→ TESTO DA LEGGERE:
==============================
In questo scenario quali soluzioni possono offrire al mondo del lavoro le città e l’Europa? Partiamo da un dato: il tasso di natalità italiana è il più basso in Europa (8,2 nati su 1.000 abitanti). La denatalità ha colpito soprattutto il Sud dell’Italia, il tradizionale serbatoio di “braccia silenziose” e di “menti pensanti” per il Paese.

Negli ultimi 15 anni, come documenta il rapporto Svimez del 2019, la popolazione del Meridione è diminuita di 393 mila unità, mentre è cresciuta la popolazione anziana italiana che ha un’aspettativa di vita di 80,3 anni per gli uomini, la più alta in Europa, e di 84,9 per le donne, la terza, dopo Francia e Spagna. Tra 20 anni, gli over 75 costituiranno il 30% dell’intera popolazione. Quali conseguenze avrà il mercato del lavoro?

Anzitutto gli effetti della denatalità hanno determinato un calo dell’offerta di manodopera, un arresto del mercato del lavoro, una diminuzione della domanda di consumo e, in definitiva, una frenata dell’economia intera. Se mancano neonati, mancheranno lavoratori, di conseguenza diminuirà la domanda di consumo. Anzi, questa dipenderà dalle persone anziane che però non saranno capaci di sorreggere l’economia del Paese, il loro consumo di beni sarà ridotto, diminuiranno i mutui e gli spostamenti, la domanda di servizi si limiterà all’assistenza personale. In secondo luogo occorre rilanciare il dibattito per arginare la deriva assistenzialistica, conseguenza di una visione politica priva di respiro. Per il Papa, “l’obiettivo vero da raggiungere non è il ‘reddito per tutti’, ma il ‘lavoro per tutti’! Perché senza lavoro, senza lavoro per tutti, non ci sarà dignità per tutti”.

Come è stato scritto giustamente, Francesco sostiene che “l’istante della prestazione e quello della sua retribuzione devono essere inquadrati in modo da consentire al lavoratore di proiettare la propria esperienza professionale (il suo ‘capitale umano’) sull’orizzonte della propria vita”. Trascinare il Paese sulle rive dell’assistenza universale e in particolare sul quelle del reddito di cittadinanza significa ristagnare ancor di più la domanda di consumo; contrarre il reddito da lavoro a causa della scarsa occupazione e dal sussidio garantito.
==============================
→ ELENCO FORNITO:

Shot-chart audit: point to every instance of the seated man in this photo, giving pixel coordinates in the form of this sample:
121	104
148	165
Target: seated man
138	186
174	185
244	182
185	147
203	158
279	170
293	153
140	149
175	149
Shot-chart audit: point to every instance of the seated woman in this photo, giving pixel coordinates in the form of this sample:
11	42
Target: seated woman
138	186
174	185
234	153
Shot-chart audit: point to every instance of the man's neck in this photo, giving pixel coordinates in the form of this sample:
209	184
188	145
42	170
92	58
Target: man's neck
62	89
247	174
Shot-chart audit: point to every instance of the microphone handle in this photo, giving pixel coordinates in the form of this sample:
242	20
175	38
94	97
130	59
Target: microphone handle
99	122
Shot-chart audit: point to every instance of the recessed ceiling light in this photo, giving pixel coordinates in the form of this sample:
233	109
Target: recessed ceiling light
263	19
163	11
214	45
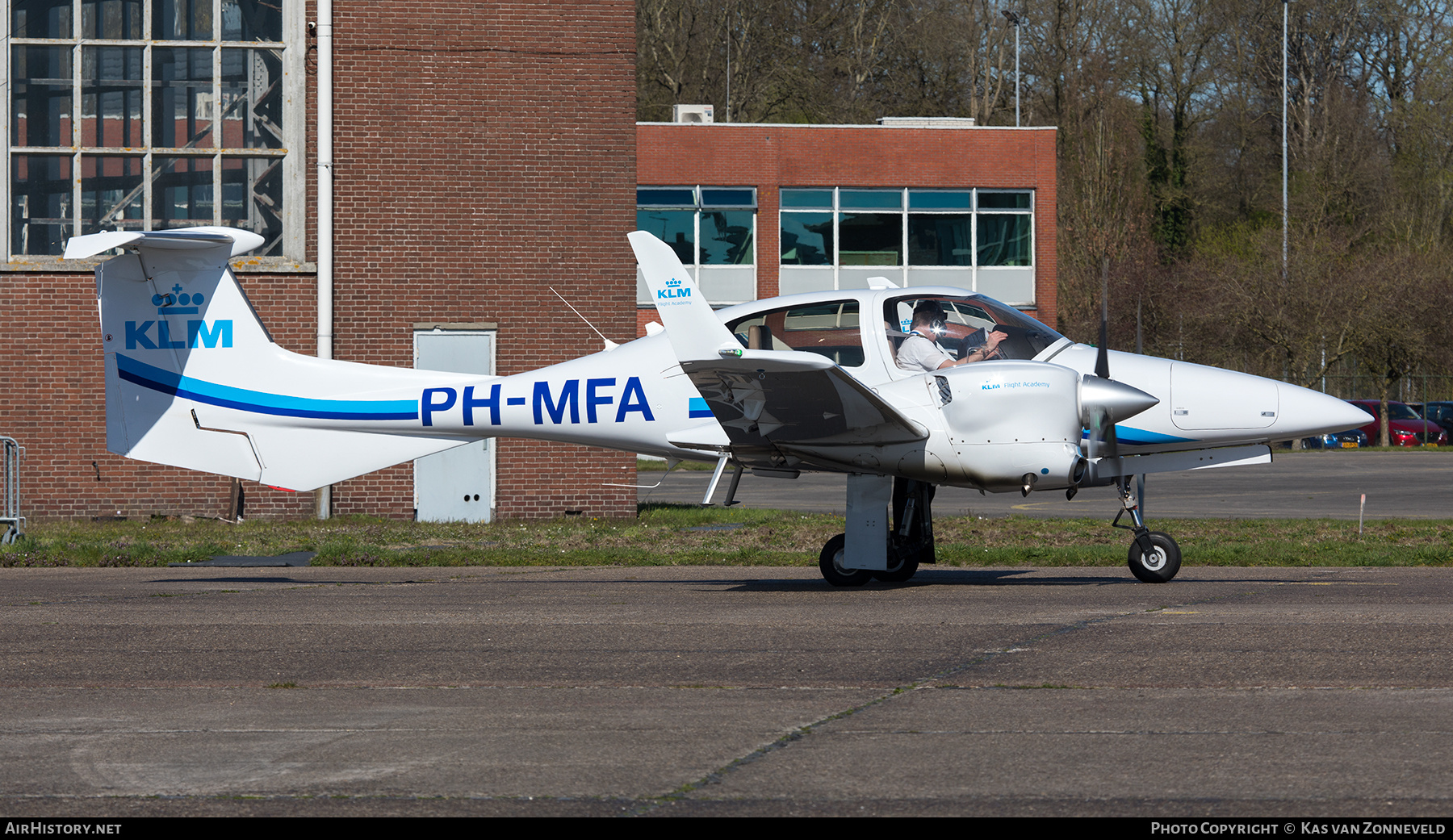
==============================
→ ELENCO DEI COMPITI:
1. Rispondi a queste domande sul testo sulla denatalità:
(a) Qual è il tasso di natalità italiano riportato?
(b) Di quante unità è diminuita la popolazione del Meridione negli ultimi 15 anni secondo il rapporto Svimez del 2019?
(c) Quale percentuale dell'intera popolazione costituiranno gli over 75 tra 20 anni?
2. Elenca tutti gli effetti della denatalità nominati nella frase del testo sulla denatalità che comincia con "Anzitutto".
L'elenco non ha alcun ruolo in questo lavoro.

→ RISPOSTE AI COMPITI:
1.
(a) 8,2 nati su 1.000 abitanti.
(b) 393 mila unità.
(c) Il 30%.

2.
- Un calo dell'offerta di manodopera
- Un arresto del mercato del lavoro
- Una diminuzione della domanda di consumo
- Una frenata dell'economia intera